- Stated task
Print the rows verbatim, starting at the line that contains "Mark one point on every instance of the window" and continuing through the end of the rows, with both ends included.

[BEGIN Available records]

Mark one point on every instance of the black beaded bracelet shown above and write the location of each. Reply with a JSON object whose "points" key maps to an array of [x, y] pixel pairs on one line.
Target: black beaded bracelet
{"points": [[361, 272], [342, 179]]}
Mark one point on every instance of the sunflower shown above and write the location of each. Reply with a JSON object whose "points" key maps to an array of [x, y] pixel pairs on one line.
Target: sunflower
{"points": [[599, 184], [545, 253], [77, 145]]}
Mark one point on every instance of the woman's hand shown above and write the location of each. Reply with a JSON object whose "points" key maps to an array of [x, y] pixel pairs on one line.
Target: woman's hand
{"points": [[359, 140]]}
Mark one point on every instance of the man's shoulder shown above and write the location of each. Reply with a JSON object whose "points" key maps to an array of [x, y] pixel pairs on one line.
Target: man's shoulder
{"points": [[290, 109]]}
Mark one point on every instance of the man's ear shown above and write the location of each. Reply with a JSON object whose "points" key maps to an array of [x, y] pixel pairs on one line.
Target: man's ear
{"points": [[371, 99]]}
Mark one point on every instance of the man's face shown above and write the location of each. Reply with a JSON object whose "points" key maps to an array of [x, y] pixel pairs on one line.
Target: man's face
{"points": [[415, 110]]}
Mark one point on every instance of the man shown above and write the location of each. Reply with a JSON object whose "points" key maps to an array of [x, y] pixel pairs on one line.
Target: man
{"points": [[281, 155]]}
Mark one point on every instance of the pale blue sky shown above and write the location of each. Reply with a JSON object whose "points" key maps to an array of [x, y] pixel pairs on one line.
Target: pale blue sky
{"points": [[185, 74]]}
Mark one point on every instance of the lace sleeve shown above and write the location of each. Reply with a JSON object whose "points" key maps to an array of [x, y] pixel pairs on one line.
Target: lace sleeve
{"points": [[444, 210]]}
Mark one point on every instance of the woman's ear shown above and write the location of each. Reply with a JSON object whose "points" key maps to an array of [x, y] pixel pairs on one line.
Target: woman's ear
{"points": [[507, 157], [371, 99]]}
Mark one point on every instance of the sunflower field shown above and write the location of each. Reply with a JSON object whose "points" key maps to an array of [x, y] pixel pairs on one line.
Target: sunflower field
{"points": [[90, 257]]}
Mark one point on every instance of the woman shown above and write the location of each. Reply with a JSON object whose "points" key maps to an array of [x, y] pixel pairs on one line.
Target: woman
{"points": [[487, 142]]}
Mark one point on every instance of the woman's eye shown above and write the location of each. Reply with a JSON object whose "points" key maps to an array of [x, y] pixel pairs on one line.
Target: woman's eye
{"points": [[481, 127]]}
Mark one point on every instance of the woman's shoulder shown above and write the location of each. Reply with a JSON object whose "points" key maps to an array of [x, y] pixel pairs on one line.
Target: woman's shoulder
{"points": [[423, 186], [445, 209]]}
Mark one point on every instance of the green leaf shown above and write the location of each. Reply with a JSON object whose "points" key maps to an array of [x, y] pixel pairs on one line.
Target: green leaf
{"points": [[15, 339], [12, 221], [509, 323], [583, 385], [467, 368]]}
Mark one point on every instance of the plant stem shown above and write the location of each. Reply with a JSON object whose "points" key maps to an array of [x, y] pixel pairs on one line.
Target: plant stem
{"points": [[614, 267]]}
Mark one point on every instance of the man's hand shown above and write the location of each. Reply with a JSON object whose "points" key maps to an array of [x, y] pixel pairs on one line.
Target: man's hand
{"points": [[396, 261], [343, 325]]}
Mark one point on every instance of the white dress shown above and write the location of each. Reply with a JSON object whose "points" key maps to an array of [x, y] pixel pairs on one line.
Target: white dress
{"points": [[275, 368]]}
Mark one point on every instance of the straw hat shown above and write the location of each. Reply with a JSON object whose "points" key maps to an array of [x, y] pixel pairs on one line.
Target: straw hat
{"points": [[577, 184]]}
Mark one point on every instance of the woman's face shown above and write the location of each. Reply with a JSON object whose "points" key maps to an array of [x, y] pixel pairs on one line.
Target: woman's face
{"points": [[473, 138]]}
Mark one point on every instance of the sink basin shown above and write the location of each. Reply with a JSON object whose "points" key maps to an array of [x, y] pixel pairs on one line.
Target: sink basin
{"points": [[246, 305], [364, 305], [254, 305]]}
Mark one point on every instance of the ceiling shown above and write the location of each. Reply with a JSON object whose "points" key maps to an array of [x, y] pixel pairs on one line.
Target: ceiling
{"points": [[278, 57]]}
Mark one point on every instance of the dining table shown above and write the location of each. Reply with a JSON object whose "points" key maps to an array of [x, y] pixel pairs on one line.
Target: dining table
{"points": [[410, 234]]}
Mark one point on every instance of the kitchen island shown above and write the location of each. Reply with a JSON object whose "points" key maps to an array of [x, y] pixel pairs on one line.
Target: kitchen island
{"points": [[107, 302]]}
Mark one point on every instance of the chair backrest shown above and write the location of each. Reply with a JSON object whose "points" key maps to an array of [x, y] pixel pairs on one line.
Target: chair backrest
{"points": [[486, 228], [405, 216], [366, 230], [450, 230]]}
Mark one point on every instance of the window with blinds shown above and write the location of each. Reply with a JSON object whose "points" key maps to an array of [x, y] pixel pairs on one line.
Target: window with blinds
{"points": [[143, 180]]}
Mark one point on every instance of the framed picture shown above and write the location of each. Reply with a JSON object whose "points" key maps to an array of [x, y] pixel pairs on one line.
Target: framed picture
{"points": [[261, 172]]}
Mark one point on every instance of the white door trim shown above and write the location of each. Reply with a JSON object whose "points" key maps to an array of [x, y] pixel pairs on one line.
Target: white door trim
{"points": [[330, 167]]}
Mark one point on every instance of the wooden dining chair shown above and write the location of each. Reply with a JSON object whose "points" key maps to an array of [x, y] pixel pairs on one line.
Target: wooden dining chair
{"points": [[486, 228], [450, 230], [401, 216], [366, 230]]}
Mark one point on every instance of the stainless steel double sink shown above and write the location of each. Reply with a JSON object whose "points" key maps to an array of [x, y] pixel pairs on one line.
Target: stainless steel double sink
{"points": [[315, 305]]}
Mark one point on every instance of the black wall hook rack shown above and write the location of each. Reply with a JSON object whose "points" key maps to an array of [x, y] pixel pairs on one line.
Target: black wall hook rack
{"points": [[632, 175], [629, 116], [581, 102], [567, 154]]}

[END Available records]

- Completed task
Mark one point on every instance of the window with blinds shown above and write the location of each. Reply with a JSON object whose "points" key maps to an array of [x, y] pixel pairs on one line.
Target: window with blinds
{"points": [[143, 180]]}
Mark one point on every instance of the framed picture shown above and write the location of each. Reply with a JSON object whose "points" key maps to an array of [x, y] pixel pairs on one line.
Target: framed picture
{"points": [[261, 172]]}
Mark one point on every instance of the white door trim shown above and write the location of each. Reply with a JSON object whose "points" key maps to an array of [x, y] pixel pairs on one line.
Target: white door trim
{"points": [[330, 167]]}
Mark one point on every instance of the wooden dining chair shown above and write the location of each. Reply with a JSON object whose "points" key maps to an array of [x, y] pixel pairs on one line.
Target: wooden dining chair
{"points": [[486, 228], [450, 230], [401, 216], [366, 230]]}
Mark one point on every instance of the stainless steel double sink shown above and write the location of each. Reply with a JSON object whose "points" key maps to an array of [x, y] pixel pairs on one line.
Target: stainless steel double sink
{"points": [[315, 305]]}
Mark one point on every instance of the black wall hook rack shown above and write the location of each. Reply with a JSON object whose "points" key maps to an array of [x, y] pixel pairs on one line.
Target: black wall hook rack
{"points": [[632, 175], [629, 116], [581, 102], [567, 154]]}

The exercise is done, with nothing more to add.